▸ Verilen kayıtlar:
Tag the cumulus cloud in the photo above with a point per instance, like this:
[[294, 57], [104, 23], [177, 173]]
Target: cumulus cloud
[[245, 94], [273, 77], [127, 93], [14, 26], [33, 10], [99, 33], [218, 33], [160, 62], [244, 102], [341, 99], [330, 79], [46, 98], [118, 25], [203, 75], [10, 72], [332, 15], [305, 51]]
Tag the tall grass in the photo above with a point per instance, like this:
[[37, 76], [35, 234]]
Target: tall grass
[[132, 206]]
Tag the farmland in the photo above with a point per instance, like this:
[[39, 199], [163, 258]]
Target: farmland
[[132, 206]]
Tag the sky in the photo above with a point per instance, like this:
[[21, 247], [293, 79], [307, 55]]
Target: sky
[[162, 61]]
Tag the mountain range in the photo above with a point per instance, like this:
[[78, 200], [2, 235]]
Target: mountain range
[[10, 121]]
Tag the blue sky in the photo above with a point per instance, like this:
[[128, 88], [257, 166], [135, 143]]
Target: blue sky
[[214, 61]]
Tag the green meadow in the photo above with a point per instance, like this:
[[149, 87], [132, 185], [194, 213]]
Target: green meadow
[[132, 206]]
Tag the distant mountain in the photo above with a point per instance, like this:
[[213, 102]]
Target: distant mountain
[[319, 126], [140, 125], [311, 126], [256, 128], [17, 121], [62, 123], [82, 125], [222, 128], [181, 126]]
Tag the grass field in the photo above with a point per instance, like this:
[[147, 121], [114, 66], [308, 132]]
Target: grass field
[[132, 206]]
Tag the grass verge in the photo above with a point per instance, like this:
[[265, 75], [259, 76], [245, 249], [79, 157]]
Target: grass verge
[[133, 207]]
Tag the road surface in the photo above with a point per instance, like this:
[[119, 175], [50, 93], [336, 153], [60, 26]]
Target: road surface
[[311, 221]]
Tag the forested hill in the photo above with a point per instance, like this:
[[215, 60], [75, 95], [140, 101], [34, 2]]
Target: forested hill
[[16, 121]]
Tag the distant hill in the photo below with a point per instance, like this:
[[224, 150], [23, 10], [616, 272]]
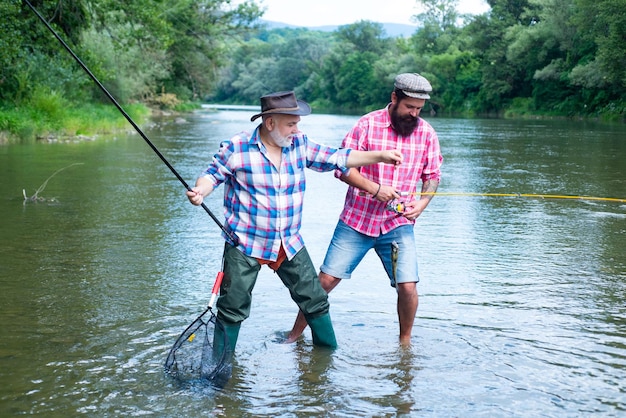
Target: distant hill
[[393, 30]]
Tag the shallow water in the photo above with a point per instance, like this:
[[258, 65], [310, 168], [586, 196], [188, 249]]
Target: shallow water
[[521, 299]]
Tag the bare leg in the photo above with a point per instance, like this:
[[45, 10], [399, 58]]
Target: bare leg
[[407, 307], [328, 283]]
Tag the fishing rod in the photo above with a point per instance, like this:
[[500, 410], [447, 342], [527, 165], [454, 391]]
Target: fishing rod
[[228, 233], [540, 196]]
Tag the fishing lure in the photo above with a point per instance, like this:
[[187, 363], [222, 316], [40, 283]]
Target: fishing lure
[[396, 206]]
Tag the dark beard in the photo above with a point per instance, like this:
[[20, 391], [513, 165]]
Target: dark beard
[[403, 125]]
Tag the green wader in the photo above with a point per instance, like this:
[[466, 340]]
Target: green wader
[[297, 274]]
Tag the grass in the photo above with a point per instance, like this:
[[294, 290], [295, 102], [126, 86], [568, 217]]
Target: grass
[[49, 115]]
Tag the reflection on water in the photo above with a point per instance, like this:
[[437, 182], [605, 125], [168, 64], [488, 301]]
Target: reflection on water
[[521, 309]]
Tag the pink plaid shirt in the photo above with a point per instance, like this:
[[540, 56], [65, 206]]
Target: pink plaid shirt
[[421, 161]]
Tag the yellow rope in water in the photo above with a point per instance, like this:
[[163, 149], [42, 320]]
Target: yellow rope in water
[[542, 196]]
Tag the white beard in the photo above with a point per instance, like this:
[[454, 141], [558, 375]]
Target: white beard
[[281, 141]]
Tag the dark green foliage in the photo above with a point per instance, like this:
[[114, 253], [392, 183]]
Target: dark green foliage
[[552, 57]]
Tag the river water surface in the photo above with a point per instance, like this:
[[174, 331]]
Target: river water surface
[[522, 299]]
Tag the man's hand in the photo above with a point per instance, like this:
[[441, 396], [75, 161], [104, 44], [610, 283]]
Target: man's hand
[[195, 196], [391, 157]]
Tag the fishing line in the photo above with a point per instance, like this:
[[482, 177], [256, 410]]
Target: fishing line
[[228, 233], [540, 196]]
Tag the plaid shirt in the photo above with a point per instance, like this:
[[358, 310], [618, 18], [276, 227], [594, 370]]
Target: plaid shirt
[[421, 161], [262, 203]]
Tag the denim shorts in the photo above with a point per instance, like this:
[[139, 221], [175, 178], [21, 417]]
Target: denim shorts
[[348, 247]]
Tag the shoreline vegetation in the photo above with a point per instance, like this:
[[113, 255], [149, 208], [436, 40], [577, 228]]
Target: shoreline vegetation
[[52, 119], [56, 121]]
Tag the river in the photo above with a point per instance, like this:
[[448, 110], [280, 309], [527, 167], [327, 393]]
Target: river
[[522, 299]]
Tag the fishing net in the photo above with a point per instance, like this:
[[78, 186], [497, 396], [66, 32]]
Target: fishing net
[[202, 351]]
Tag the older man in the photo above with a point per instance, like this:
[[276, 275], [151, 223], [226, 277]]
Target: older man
[[263, 173]]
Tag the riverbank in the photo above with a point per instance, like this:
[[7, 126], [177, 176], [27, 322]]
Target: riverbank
[[57, 121]]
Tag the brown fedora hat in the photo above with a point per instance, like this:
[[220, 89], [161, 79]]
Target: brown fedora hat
[[284, 103]]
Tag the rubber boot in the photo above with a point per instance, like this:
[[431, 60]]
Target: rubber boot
[[322, 331], [224, 342]]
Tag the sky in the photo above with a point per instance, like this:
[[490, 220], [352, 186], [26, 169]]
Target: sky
[[343, 12]]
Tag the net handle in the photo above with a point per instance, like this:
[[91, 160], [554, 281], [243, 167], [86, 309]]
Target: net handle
[[216, 288]]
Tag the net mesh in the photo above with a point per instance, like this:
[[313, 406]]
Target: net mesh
[[194, 356]]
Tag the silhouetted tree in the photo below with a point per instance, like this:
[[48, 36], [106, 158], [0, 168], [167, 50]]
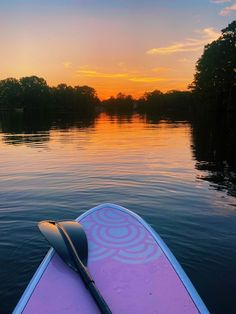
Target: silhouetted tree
[[215, 77], [10, 93], [120, 104], [34, 92]]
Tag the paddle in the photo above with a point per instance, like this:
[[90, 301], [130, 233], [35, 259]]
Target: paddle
[[69, 240]]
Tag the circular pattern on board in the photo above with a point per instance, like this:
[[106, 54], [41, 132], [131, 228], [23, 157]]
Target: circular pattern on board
[[117, 235]]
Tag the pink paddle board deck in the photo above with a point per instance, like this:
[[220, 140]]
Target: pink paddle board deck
[[132, 267]]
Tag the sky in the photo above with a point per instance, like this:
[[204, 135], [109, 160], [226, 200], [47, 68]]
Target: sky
[[129, 46]]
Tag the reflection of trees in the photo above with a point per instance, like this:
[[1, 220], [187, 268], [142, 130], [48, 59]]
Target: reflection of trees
[[214, 141]]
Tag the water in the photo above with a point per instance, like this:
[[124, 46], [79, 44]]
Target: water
[[59, 170]]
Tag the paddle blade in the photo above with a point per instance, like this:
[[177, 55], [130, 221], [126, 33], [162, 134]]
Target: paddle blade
[[77, 236], [55, 239]]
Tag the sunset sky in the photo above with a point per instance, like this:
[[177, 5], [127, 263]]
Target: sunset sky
[[130, 46]]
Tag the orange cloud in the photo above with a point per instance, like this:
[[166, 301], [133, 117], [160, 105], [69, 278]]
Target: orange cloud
[[146, 79], [227, 10], [91, 73], [188, 45]]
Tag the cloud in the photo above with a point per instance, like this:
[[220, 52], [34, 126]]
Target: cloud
[[160, 69], [91, 73], [206, 35], [227, 10], [146, 79], [139, 78], [67, 64]]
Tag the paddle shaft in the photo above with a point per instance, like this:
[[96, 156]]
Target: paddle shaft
[[86, 277]]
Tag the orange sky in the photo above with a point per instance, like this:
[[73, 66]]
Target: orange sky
[[113, 46]]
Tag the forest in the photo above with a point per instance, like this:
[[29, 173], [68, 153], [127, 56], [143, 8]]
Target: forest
[[213, 89]]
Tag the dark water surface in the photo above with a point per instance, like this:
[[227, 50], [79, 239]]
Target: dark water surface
[[58, 171]]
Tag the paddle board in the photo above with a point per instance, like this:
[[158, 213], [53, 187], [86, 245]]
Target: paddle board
[[131, 265]]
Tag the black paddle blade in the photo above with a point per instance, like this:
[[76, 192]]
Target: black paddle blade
[[77, 236], [57, 239]]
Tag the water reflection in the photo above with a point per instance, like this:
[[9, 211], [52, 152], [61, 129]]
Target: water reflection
[[213, 138], [214, 148]]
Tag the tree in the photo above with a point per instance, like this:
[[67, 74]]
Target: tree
[[215, 76], [35, 92]]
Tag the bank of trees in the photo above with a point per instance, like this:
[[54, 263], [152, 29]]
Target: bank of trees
[[214, 88], [32, 94]]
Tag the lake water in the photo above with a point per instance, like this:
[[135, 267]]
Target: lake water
[[58, 171]]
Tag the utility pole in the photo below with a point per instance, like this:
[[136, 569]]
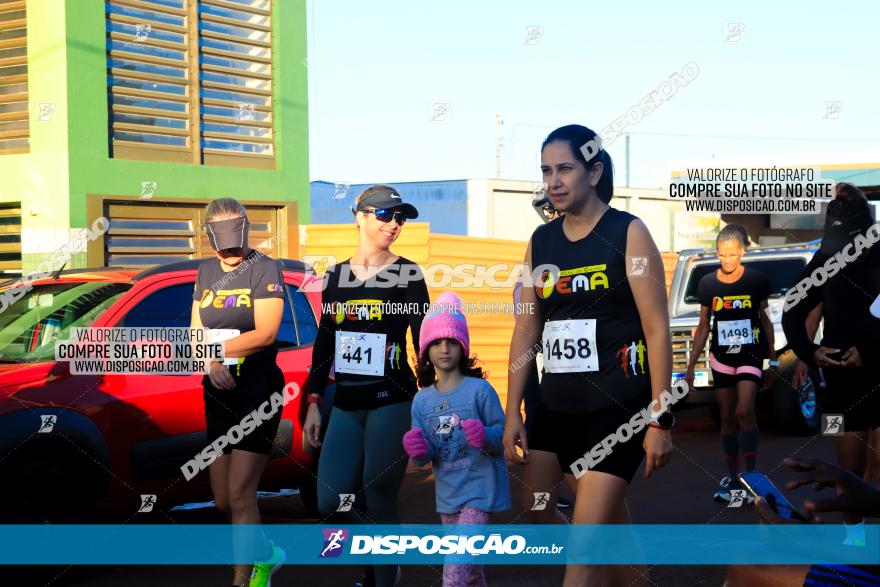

▸ Sorun:
Kayıtlarda "Tag the river in" geçen satırdan başlayıp "[[202, 351]]" geçen satır da dahil olmak üzere aradaki satırları harfi harfine yazın.

▸ Görev sonucu:
Tag the river in the photo above with a point per instance, like this:
[[448, 110], [280, 309], [527, 167], [327, 393]]
Target: river
[[522, 299]]
Tag the fishing net in the photo above with a point per instance, like this:
[[78, 186], [497, 396], [66, 32]]
Target: fishing net
[[202, 351]]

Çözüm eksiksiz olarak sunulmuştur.